This section is from the book "A Manual Of Home-Making", by Martha Van Rensselaer. Also available from Amazon: A Manual of Home-Making.
Protein is a name given to a large variety of substances in foods. Casein in milk, albumin in egg, milk, and meat, gluten in wheat, are illustrations of types of protein. Protein is a substance necessary to the building of all living parts of the body.
All proteins have not the same value. Some are much inferior to others as tissue builders, and in some foods the proteins are of such poor quality that they cannot build tissue until a food containing a better quality of protein is combined with them.
Some of the day's protein should be supplied by animal foods, as these contain the best quality of protein. Animal foods used for their protein may replace one another and will supplement the poor quality of less valuable protein foods. Animal foods that are valuable sources of protein are milk, eggs, cheese, and meat.

## DATA TO EXAMINE
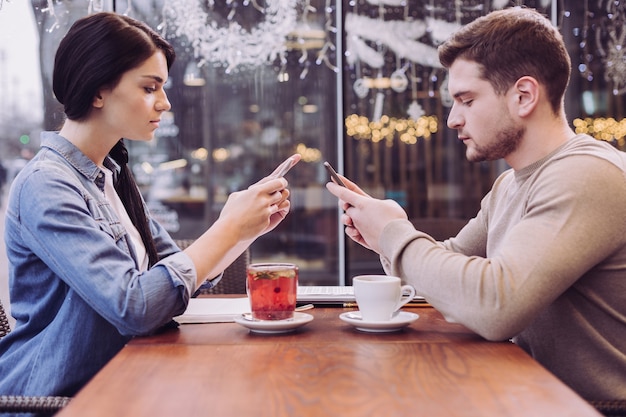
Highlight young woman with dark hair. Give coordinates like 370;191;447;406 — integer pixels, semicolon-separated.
0;13;299;396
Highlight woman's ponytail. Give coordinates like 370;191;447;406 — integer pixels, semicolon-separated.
109;139;158;266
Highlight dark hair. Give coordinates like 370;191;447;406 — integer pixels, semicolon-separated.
52;12;176;266
439;7;571;114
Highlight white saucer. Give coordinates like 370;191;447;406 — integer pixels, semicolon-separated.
339;311;419;333
235;311;313;334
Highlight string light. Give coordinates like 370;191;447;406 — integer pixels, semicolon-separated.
573;117;626;149
345;114;439;146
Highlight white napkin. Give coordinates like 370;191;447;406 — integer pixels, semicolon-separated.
174;297;250;324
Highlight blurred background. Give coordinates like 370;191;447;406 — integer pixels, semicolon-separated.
0;0;626;312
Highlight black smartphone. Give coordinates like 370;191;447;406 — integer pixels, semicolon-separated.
269;156;295;178
324;161;346;187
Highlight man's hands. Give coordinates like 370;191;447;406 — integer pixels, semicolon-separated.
326;176;408;253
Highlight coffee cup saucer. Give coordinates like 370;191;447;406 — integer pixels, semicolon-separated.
339;311;419;333
235;311;313;334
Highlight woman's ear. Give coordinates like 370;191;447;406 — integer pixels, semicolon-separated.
514;76;541;117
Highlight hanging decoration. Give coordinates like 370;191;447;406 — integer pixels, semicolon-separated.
345;13;441;68
575;0;626;96
163;0;298;73
597;0;626;95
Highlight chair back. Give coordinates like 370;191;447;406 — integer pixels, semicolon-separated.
0;300;72;416
0;300;11;338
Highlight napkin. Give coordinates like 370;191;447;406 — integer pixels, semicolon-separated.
174;297;250;324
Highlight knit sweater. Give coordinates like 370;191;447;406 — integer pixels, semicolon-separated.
380;135;626;400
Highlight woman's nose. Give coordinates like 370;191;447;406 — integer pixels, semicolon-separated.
157;91;172;111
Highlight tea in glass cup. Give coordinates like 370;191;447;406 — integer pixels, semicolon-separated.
246;263;298;320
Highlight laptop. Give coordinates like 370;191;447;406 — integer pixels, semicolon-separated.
298;285;426;305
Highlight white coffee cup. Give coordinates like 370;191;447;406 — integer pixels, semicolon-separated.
352;275;415;321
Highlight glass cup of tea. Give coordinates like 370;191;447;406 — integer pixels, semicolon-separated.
246;262;298;320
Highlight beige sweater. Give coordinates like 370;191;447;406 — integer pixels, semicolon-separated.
380;135;626;400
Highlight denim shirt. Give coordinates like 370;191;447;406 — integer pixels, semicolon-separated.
0;132;196;396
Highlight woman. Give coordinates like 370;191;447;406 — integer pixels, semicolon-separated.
0;13;299;396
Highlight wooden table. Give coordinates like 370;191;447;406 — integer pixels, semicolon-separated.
58;307;600;417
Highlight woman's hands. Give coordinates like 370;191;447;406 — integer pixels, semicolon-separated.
220;154;302;240
219;177;291;240
185;154;301;285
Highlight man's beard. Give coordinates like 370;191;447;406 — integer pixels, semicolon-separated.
466;123;526;162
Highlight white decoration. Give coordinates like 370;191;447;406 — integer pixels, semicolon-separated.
360;0;408;6
439;74;454;107
163;0;298;73
426;17;461;44
345;13;456;68
389;68;409;93
406;100;426;121
352;78;370;98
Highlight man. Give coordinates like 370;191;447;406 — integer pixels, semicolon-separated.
327;8;626;400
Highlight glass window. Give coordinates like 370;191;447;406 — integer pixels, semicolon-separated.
0;0;626;292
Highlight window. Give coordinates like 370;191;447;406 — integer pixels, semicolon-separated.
0;0;626;285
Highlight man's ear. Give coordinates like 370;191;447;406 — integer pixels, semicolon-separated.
514;76;541;117
91;91;104;109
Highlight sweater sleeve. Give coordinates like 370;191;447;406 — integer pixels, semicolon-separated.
380;156;626;340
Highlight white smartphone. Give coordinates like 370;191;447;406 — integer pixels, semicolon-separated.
324;161;346;187
269;156;296;178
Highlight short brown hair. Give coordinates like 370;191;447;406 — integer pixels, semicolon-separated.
439;7;572;113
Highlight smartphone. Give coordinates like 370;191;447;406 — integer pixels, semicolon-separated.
324;161;346;187
269;156;295;178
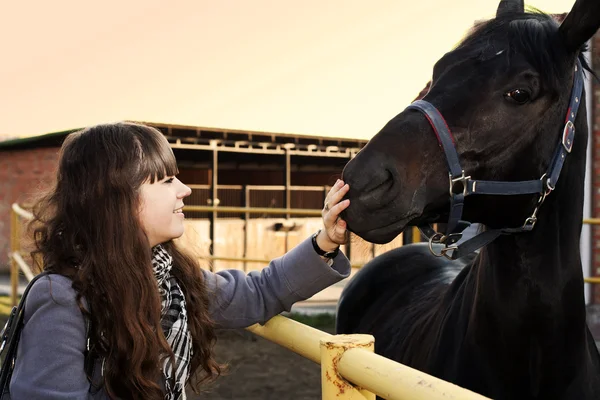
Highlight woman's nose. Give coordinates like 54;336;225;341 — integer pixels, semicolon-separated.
179;181;192;199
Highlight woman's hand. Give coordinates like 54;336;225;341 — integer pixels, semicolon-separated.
317;179;350;251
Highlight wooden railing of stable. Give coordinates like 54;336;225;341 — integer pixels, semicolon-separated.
10;204;600;400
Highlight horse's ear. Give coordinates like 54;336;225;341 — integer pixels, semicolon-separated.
559;0;600;51
496;0;525;17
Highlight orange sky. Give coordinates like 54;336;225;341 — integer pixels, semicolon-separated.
0;0;573;139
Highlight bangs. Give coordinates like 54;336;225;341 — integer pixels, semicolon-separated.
131;124;179;183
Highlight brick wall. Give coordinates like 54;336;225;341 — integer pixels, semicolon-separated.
588;33;600;304
0;147;58;271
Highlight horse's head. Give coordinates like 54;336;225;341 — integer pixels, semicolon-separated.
343;0;600;243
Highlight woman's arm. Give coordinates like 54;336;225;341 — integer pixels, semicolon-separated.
10;275;90;400
203;239;350;328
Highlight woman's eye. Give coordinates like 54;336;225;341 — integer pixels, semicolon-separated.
504;89;531;104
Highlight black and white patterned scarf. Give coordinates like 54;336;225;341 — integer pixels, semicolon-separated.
152;245;193;400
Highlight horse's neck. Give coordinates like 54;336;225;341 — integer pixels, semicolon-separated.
475;155;585;339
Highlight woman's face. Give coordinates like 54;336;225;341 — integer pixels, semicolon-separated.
140;176;192;247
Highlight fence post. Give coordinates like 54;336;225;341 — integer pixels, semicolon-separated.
10;207;21;306
321;334;375;400
242;185;250;272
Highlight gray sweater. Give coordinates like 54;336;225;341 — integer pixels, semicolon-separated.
10;239;350;400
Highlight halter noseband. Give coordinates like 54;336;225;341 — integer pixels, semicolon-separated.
407;60;583;260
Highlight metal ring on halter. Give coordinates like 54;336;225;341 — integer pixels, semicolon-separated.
440;246;458;260
429;233;444;257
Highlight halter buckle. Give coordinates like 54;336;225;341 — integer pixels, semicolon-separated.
448;169;471;196
429;232;462;260
562;119;575;153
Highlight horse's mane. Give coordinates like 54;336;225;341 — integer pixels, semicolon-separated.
456;10;591;88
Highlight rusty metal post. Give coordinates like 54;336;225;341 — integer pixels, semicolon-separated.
321;334;375;400
10;208;21;306
242;185;250;272
209;147;219;271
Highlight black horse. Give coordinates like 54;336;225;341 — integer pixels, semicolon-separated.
337;0;600;400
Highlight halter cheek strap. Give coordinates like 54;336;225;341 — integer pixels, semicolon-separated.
407;60;583;260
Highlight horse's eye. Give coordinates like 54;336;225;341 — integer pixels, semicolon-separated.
504;89;531;104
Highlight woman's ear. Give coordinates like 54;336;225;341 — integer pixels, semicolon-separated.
559;0;600;52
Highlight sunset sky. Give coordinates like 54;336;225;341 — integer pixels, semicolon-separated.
0;0;574;140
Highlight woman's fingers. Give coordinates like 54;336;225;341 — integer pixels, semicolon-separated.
322;179;350;244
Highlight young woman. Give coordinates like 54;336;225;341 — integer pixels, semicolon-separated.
10;123;350;399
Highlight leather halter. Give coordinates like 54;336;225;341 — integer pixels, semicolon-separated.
407;60;583;260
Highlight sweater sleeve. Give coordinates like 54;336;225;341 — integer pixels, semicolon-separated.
10;275;90;400
203;234;350;328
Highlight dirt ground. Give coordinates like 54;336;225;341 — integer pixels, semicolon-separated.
188;328;333;400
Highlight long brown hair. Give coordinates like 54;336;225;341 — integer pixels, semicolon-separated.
31;123;221;400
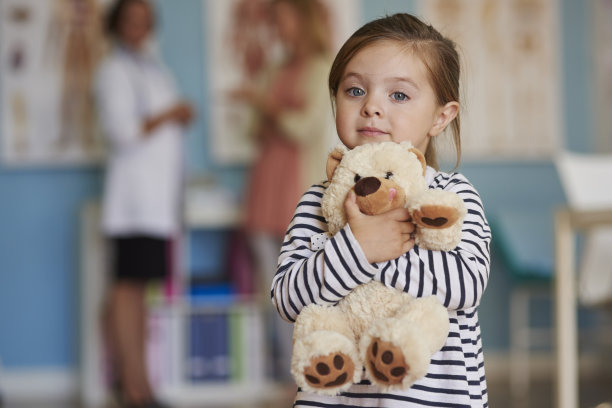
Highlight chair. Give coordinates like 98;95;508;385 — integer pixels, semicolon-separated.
488;208;554;406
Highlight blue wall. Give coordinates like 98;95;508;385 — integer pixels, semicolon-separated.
0;0;593;369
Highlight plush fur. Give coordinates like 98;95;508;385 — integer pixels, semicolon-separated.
291;142;466;395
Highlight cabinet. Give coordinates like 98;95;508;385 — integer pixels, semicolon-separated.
80;188;285;407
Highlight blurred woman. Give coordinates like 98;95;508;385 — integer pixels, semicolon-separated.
96;0;192;408
232;0;335;379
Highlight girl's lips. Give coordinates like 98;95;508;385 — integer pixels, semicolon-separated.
357;127;387;137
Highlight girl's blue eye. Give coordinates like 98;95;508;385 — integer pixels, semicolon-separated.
346;87;365;96
391;92;409;102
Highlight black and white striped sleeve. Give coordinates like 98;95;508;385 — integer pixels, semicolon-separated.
271;185;378;321
375;173;491;310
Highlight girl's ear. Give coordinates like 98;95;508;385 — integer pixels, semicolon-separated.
325;146;346;181
428;101;459;136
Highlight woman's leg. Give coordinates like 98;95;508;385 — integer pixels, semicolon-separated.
108;280;153;404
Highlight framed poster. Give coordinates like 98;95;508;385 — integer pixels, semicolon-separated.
420;0;563;159
0;0;104;165
204;0;360;164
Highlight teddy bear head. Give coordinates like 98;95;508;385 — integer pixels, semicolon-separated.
322;142;427;234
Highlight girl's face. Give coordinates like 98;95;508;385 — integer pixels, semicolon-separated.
336;40;459;153
118;2;152;49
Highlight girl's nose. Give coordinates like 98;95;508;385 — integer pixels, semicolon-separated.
361;96;383;117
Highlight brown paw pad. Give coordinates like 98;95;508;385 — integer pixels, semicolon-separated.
366;339;410;385
412;205;459;228
304;353;355;388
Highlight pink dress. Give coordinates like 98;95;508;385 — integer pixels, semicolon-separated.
245;62;303;237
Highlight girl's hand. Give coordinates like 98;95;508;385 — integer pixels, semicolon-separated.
344;190;415;263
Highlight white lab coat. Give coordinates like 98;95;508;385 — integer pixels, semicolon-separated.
96;47;183;237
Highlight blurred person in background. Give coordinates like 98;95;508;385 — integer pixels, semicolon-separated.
231;0;335;381
96;0;193;408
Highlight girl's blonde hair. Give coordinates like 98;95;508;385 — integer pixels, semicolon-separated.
329;13;461;169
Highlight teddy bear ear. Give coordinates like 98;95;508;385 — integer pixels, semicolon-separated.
409;147;427;175
325;146;346;181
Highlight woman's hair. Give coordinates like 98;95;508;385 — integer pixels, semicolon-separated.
104;0;155;37
272;0;331;54
329;13;461;168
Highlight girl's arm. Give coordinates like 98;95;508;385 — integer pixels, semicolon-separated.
375;173;491;310
271;185;377;321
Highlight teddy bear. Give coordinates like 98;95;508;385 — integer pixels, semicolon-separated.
291;142;466;395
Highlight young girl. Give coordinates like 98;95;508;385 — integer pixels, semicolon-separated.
272;14;491;408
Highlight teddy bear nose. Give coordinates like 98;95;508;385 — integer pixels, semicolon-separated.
355;177;380;197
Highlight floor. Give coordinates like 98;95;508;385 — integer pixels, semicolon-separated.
0;374;612;408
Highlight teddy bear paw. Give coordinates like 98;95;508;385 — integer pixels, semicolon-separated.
366;338;410;386
304;352;355;389
412;205;459;228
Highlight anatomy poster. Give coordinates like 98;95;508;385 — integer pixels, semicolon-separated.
204;0;360;164
420;0;562;159
0;0;103;165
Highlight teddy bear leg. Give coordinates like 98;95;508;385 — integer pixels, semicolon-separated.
361;296;449;389
291;305;361;395
410;190;466;251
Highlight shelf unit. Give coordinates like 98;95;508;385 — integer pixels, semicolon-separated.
80;192;286;408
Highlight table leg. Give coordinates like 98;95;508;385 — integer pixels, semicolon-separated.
555;210;578;408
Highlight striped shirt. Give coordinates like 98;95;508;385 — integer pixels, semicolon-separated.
271;168;491;408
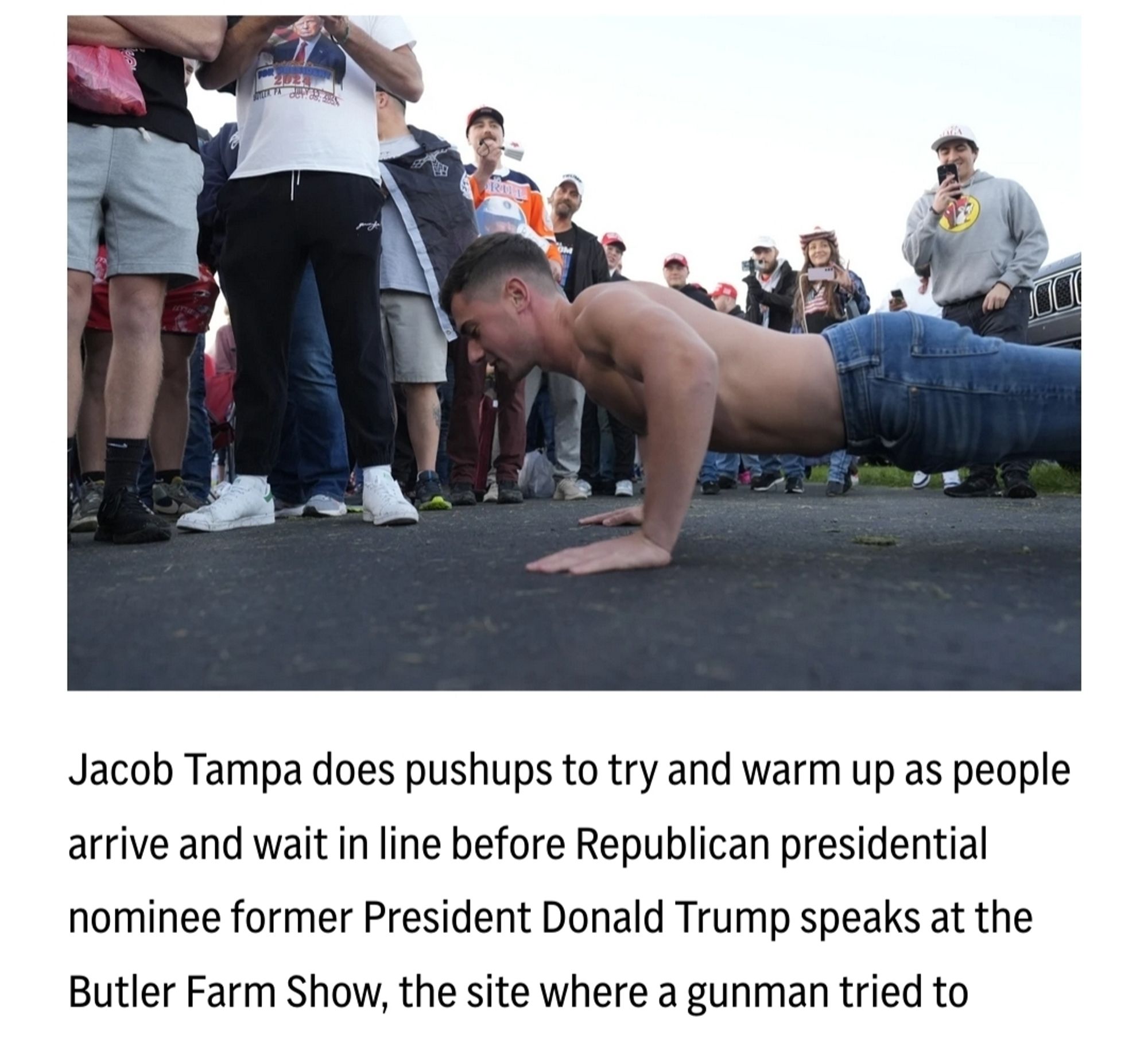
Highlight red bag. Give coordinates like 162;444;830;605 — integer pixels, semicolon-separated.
68;44;147;116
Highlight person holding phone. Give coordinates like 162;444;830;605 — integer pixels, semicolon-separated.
790;227;869;496
901;124;1048;499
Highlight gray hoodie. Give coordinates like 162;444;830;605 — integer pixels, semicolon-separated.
901;170;1048;307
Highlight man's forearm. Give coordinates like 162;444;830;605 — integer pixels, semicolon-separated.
342;30;422;102
195;15;276;91
109;15;227;62
68;15;147;47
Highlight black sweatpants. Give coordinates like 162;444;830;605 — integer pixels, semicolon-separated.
218;170;395;474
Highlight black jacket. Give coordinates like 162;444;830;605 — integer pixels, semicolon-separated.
742;261;797;333
554;223;610;302
678;282;718;311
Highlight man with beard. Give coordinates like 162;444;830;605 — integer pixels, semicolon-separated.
742;235;797;333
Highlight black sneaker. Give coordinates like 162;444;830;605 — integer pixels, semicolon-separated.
450;485;479;506
750;471;785;493
1002;472;1037;499
95;488;171;544
944;478;1001;499
498;481;522;506
414;471;450;511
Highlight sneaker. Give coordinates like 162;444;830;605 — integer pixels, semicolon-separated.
554;478;590;499
176;474;276;531
95;487;171;544
450;485;479;506
497;481;522;506
414;471;450;511
68;481;103;531
1001;472;1037;499
750;471;785;493
303;495;347;518
945;478;1000;499
152;478;207;518
276;496;307;518
363;467;419;524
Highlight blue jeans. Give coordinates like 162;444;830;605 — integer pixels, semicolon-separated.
823;311;1080;474
269;262;349;504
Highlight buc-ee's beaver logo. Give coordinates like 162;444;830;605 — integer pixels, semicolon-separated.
940;195;980;232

## REQUIRED ACTION A
Please translate this sentence from the passage on protein into Spanish: "Protein is a substance necessary to the building of all living parts of the body."
## REQUIRED ACTION B
List every animal food that the passage on protein names as a valuable source of protein.

## EXPECTED ANSWER A
La proteína es una sustancia necesaria para la formación de todas las partes vivas del cuerpo.

## EXPECTED ANSWER B
- Milk
- Eggs
- Cheese
- Meat